Excerpt
** begin **
I say this as a Marty Brodeur acolyte: Roberto Luongo is the
best keeper in the NHL right now. If the Rangers don’t trap
the Vezina for Lundqvist, it’s Luongo’s to lose. But beyond
charity, he gets The Goalie of 2007 because he had the sack to
stand up to the NHL’s change-whores and proclaim that he’d
quit if the league expanded the size of the goals. Whether he
meant it or not, it’s nice to hear a player say “’nuff’s
enough” with the changes.
CHUCK WEPNER “WE GOT A BLEEDER!” AWARD: David Koci,
Chicago Blackhawks. Decided to fight Zdeno Chara, and came
away looking like he just went 20 minutes with Cactus Jack in
a barbed wire cage match. Z’s still waiting for an apology
after Koci had the nerve to allow fragments of his skull to
become lodged in the folds of Chara’s knuckles.
EXECUTIVE MOST FAMILIAR WITH THE UNDERSIDE OF A BUS: John
Ferguson, Jr. of Toronto, after being tossed under one by MLSE
President Richard Peddie, who called Ferguson’s hiring a
THE BEST THINGS ABOUT XM HOME ICE: The news-making
commentary and informative banter between E.J. Hradek and Don
LaGreca on “NHL Live,” which has become mandatory listening
for any American hockey fan; the continued comedic charm of
Jim “Boomer” Gordon, whose laid-back delivery at times
obscures his often-brilliant insight; and the occasional
spell-binding moment when Phil Esposito will let his guard
down and let us into his treasure trove of slightly scandalous
stories about hockey’s golden years.
THE WORST THING ABOUT XM HOME ICE: Dwayne Klessel’s daily
rumor-mongering phone-in. Whatever it is about his act that
(allegedly) plays well in print as part of the “Eklund”
character, it doesn’t translate to radio or, as we saw on
Sportsnet at the deadline, on television. There’s a better
chance of Barry Melrose opening up a rib joint in Newark than
something journalistically significant emerging from these XM
segments. It’s like listening to paint dry — if that paint
was, in fact, a witless panderer whose triangulated insights
have the depth of a motel kiddie pool.
** end **
Tasks to carry out
[1] According to the hockey awards piece, who is currently the best goalie in the NHL?
[2] Carry on writing the hockey awards piece from the point where it stops.
The records that come next are separate material and have no connection to the hockey awards piece.

Data provided
** begin **
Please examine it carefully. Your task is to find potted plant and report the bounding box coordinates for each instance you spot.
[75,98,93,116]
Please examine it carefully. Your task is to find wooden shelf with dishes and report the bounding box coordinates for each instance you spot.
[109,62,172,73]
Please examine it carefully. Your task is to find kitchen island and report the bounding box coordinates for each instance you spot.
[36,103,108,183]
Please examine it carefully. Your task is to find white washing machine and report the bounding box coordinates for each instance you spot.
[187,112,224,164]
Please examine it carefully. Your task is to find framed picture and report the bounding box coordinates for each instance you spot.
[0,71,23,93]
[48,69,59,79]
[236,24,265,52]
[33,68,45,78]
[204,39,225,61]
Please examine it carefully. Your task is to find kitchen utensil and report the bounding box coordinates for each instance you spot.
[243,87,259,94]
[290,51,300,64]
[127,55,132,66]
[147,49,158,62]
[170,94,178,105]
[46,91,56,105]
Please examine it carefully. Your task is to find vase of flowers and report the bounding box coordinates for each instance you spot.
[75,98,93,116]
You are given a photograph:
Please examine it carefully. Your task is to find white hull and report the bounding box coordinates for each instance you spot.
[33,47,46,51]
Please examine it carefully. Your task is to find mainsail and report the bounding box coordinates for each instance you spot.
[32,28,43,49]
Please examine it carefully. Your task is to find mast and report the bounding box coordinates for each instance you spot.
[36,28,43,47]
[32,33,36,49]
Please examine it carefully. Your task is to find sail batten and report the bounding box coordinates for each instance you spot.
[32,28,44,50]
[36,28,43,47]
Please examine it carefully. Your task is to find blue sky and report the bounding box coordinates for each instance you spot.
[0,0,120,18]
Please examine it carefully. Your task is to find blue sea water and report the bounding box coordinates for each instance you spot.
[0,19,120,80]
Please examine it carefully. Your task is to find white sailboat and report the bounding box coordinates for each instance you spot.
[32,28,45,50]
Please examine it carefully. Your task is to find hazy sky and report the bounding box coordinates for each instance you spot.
** end **
Expected responses
[1] Roberto Luongo.

[2]
PREMATURE ADULATION OF 2007: Mike Richards, Philadelphia
Flyers. Not taking anything away from the kid, who is an
outstanding player. But $69 million over the next 12 seasons
promises something more than outstanding, and I’m not
confident that a player with 21 goals and 45 points in 138
games entering this season has earned that yet. Simon Gagne,
by contrast, had 47 goals and 107 points in his first two
seasons. Had the Flyers inked him to a Richards-like contract
in Year 3, they would have gotten three superstar seasons, one
sub-par season, and two injury-plagued seasons — including
2007-08, which has seen Gagne face the fallout from a
concussion. Ask a Flyers fan about star players and
concussions, and you’ll understand why inking any star to a
12-year deal is a foray into the land of uncertainty (a land
where, I believe, Johan Holmqvist was born).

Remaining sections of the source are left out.